Entries from a data source

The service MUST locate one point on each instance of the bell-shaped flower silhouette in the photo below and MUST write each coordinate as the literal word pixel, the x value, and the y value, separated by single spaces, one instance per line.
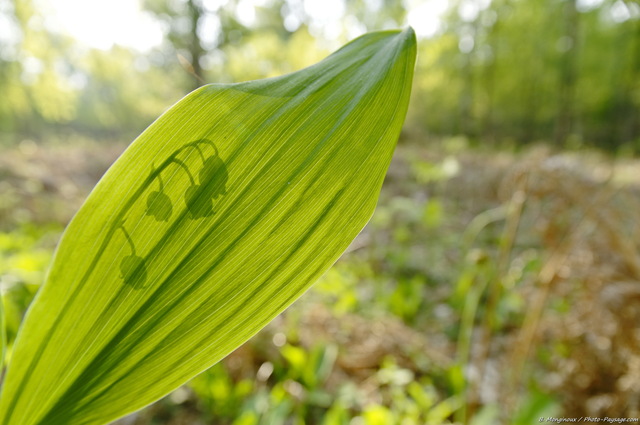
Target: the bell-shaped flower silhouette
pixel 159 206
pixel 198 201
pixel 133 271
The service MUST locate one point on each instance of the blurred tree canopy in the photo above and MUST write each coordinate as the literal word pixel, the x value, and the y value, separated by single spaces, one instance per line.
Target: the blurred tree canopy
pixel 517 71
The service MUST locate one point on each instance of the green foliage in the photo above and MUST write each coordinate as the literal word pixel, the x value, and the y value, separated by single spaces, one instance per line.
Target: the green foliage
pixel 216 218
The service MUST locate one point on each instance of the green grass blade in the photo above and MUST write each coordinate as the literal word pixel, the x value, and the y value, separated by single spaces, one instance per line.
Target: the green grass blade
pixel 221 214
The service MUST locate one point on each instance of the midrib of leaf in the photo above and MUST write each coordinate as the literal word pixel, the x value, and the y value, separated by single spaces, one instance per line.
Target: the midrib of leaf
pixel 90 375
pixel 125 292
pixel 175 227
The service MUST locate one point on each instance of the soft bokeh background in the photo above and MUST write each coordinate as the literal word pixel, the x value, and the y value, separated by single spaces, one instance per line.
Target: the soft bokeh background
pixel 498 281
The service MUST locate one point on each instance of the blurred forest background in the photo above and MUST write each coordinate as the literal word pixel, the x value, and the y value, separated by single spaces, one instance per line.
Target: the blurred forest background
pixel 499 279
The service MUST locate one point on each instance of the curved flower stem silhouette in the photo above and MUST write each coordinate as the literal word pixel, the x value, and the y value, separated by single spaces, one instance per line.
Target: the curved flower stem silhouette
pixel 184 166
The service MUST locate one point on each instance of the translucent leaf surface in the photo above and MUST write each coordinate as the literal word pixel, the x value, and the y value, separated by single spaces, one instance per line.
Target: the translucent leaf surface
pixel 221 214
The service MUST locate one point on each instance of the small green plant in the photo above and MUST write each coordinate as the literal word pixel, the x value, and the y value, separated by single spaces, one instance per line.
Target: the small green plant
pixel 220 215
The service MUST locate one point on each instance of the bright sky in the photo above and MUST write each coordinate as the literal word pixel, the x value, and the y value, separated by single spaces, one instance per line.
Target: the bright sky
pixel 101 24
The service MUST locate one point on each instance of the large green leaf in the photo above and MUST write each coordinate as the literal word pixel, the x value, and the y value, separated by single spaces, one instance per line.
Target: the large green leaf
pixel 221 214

■ AIM OF THE TASK
Reproduce all of the entries above line for line, leaving out the picture.

■ FINISHED TASK
The service MUST locate one point on each instance of the bell-shaped flower silhouette in the photo below and MUST write each coordinate as the literal word pixel, the x value, and the y value, separated by single spaces, one instance per line.
Target: the bell-shaped flower silhouette
pixel 159 206
pixel 198 201
pixel 133 271
The service MUST locate one point on each instance of the blurred tree canopy in the photo above and MUST write each coordinate as the literal word pixel, the x value, and the y value, separated by single spaces, one instance per line.
Target: the blurred tree canopy
pixel 517 71
The service MUST locate one point on each instance of the green foliage in the photo above and MUST write each coordinate as the literal word pixel, the x value, and the y value, separated by single spaces, one instance per line.
Target: the green foliage
pixel 216 218
The service MUST locate one point on each instance of the green grass blade in the photo above and MUST write each coordinate as the literal word pixel, the x value, and the y value, separated by single spaces, one instance per line.
Target: the green grass blade
pixel 221 214
The service MUST locate one point on each instance of the midrib of leaf in the photo above and MUST write each coordinate as the literal word pixel, the x value, and the y value, separated by single spaces, one instance per line.
Target: the midrib of leaf
pixel 90 375
pixel 125 292
pixel 175 227
The service MUST locate one point on each instance of the soft bokeh background in the photo above and MUST write each coordinate as the literal word pixel, the x value, and the y value, separated by single spaces, one instance per line.
Target: the soft bokeh background
pixel 498 281
The service MUST locate one point on each instance of the blurred forest background in the photo above and MUST write each coordinate as the literal word pixel, the x value, and the y value, separated by single spaces, one instance per line.
Target: the blurred forest background
pixel 499 279
The service MUST locate one point on each instance of the curved flower stem silhouette in the photo above and MUST write each coordinate as the literal word pixel, the x value, and the y value, separated by single spaces, one instance per line.
Target: the curved flower stem silhouette
pixel 184 166
The service MUST locate one point on each instance of the translucent leaf surface in the photo above and MUST write each coordinate as the literal word pixel, the x value, and the y value, separated by single spaces, one instance per line.
Target: the translucent leaf surface
pixel 221 214
The service MUST locate one point on each instance of the small green plant in the photo above and MUST write each coordinate as the literal word pixel, the x value, and the y value, separated by single spaces, one instance per line.
Target: the small green plant
pixel 220 215
The service MUST locate one point on each instance of the bright sky in the photo above and MUST write each coordinate as the literal word pixel, the x value, and the y value, separated by single spaces, one instance per line.
Target: the bright sky
pixel 101 24
The service MUST locate one point on each instance of the large green leaf in the photo above and MUST write each coordinate as the literal word pixel, the x value, and the y value, separated by single spaces, one instance per line.
Target: the large green leaf
pixel 221 214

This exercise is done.